> **EXERCISE PROMPT**
Beginning at the line that holds "Would you please pick out the bright", copy the material below exactly through its last line.

> **RECORDED DATA**
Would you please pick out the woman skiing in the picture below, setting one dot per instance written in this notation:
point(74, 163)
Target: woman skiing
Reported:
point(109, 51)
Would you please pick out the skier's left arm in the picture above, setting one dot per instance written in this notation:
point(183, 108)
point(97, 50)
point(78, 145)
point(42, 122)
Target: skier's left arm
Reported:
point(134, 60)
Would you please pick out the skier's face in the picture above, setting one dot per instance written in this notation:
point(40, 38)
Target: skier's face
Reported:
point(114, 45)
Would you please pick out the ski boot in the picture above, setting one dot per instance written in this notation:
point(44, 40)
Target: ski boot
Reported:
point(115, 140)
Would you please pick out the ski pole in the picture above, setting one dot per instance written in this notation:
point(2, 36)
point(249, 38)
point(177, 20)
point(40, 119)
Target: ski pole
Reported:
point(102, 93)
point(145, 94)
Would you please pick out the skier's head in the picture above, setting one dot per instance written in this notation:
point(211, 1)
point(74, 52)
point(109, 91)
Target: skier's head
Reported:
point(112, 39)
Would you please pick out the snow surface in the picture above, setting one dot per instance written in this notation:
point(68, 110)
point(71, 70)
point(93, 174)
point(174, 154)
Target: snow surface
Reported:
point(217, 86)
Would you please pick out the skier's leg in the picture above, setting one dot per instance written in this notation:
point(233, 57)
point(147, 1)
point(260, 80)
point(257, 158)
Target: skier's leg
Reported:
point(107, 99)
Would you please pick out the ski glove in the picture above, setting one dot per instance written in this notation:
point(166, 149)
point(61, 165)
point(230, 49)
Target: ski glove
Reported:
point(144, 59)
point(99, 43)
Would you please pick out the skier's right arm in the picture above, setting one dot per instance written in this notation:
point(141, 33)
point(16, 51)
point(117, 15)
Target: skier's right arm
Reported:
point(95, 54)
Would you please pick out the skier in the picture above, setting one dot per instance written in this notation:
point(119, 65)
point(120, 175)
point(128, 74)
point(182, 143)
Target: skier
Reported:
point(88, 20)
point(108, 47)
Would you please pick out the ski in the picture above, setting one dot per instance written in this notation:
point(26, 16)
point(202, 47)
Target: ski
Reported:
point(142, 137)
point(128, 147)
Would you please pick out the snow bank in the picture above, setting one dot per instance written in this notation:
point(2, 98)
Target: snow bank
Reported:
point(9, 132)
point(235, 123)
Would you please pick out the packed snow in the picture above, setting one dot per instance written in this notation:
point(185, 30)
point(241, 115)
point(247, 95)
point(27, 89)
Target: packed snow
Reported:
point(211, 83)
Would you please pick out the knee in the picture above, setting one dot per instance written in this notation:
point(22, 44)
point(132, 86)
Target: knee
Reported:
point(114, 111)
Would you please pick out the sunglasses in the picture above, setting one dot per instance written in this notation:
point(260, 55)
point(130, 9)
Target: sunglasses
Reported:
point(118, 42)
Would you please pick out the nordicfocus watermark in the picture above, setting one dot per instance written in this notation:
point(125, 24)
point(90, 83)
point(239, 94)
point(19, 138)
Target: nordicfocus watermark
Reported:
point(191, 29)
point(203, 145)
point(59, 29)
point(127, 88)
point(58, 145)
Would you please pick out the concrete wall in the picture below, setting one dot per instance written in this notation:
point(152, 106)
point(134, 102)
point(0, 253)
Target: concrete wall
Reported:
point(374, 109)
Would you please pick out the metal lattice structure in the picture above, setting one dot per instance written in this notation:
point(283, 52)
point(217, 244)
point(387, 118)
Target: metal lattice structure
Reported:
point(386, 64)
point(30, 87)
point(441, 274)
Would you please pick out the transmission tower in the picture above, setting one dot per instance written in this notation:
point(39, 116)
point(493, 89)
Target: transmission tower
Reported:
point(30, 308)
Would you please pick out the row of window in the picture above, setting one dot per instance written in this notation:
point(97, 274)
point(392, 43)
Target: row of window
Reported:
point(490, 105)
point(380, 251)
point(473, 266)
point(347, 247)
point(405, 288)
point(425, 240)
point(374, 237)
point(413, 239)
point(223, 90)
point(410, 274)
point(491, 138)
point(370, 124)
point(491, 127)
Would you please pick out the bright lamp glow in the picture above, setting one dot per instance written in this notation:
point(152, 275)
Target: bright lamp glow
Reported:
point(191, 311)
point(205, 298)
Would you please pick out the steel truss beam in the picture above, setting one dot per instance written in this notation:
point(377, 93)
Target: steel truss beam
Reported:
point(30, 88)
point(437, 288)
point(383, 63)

> **TASK RESPONSE**
Would you please pick out the bright lamp glow in the picture above, setting one dot per instance written in this notation:
point(152, 275)
Target: bright lamp glow
Reported:
point(191, 311)
point(205, 298)
Would you please pick out the steel truss beam in the picture above, setting one dot per instance written in this notation:
point(377, 93)
Target: steel truss beam
Reported:
point(30, 88)
point(437, 288)
point(383, 63)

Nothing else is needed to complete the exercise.